■ Requirement
Copy the entries from the beginning through the line containing "(1045, 321)", keeping every line, requests included. Multiply each coordinate in the answers by 1.95 and round to the nearest whole number, with halves rounded up.

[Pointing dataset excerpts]
* begin *

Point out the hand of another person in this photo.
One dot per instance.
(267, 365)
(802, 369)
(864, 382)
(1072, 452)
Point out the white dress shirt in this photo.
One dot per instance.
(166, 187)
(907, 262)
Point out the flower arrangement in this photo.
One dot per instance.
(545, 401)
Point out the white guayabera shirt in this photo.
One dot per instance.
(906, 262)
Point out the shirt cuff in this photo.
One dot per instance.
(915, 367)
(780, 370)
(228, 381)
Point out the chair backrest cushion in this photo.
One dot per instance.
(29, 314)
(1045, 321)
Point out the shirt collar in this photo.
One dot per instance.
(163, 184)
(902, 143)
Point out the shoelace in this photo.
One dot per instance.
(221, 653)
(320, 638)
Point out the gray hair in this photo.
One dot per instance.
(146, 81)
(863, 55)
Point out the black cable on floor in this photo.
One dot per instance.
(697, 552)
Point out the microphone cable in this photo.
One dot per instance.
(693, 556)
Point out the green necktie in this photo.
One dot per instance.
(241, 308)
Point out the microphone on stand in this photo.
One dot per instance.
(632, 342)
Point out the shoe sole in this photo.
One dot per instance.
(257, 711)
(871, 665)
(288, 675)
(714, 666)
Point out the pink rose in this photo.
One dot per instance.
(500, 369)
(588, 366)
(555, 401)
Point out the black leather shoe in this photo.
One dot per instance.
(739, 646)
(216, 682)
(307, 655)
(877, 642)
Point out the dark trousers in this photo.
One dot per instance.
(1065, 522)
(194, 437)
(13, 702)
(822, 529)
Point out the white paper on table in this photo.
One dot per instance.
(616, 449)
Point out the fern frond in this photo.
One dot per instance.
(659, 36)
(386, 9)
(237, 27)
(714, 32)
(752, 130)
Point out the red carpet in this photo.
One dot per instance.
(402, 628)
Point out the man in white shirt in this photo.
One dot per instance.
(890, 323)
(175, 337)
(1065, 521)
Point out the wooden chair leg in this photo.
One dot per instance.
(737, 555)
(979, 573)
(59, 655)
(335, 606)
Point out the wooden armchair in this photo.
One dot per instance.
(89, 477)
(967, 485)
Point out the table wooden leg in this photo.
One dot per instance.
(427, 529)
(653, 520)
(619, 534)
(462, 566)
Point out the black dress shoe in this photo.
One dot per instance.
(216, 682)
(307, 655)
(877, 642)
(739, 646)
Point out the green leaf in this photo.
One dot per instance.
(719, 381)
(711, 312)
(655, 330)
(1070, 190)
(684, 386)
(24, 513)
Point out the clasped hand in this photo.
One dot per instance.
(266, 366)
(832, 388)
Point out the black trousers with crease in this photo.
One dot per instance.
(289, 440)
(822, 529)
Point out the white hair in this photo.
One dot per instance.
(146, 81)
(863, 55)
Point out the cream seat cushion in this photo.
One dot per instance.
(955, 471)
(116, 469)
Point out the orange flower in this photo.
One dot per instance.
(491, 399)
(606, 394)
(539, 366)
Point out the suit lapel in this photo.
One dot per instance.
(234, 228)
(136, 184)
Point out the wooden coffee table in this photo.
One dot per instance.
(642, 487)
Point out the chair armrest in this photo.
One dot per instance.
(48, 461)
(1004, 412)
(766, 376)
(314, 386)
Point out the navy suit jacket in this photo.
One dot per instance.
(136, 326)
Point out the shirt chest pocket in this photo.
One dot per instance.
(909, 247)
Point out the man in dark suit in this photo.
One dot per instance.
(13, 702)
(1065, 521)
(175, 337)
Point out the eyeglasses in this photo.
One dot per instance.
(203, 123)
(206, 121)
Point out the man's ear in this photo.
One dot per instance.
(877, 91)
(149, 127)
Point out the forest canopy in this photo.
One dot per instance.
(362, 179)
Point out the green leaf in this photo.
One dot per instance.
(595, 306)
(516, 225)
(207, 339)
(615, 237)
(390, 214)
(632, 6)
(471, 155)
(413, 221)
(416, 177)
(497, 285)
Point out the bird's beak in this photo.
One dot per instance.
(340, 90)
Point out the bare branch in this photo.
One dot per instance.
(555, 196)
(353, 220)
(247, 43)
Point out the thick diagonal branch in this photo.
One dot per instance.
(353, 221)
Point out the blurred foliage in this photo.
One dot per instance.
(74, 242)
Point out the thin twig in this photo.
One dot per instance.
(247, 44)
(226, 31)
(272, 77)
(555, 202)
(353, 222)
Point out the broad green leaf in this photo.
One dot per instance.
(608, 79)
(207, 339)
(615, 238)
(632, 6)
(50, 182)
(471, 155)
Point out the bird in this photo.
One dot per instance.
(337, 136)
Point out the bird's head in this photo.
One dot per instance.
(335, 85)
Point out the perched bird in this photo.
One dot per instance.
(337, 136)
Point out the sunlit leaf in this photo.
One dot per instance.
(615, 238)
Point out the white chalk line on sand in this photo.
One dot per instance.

* end *

■ Solution for this task
Point out the hand of another person in this photo.
One dot per instance.
(521, 712)
(1564, 720)
(1685, 745)
(2090, 881)
Point out the white dress shirt in this photo.
One dot per instance.
(324, 365)
(1769, 511)
Point out the flower arrangement in this photo.
One dot per instance.
(1063, 782)
Point out the white guayabera shirt in this photo.
One dot per instance.
(1767, 511)
Point out the shirt cuff in this photo.
One dot per instance.
(1784, 716)
(1521, 722)
(445, 743)
Point out the chair backrest cushion in this photo.
One dot per instance.
(57, 612)
(2038, 626)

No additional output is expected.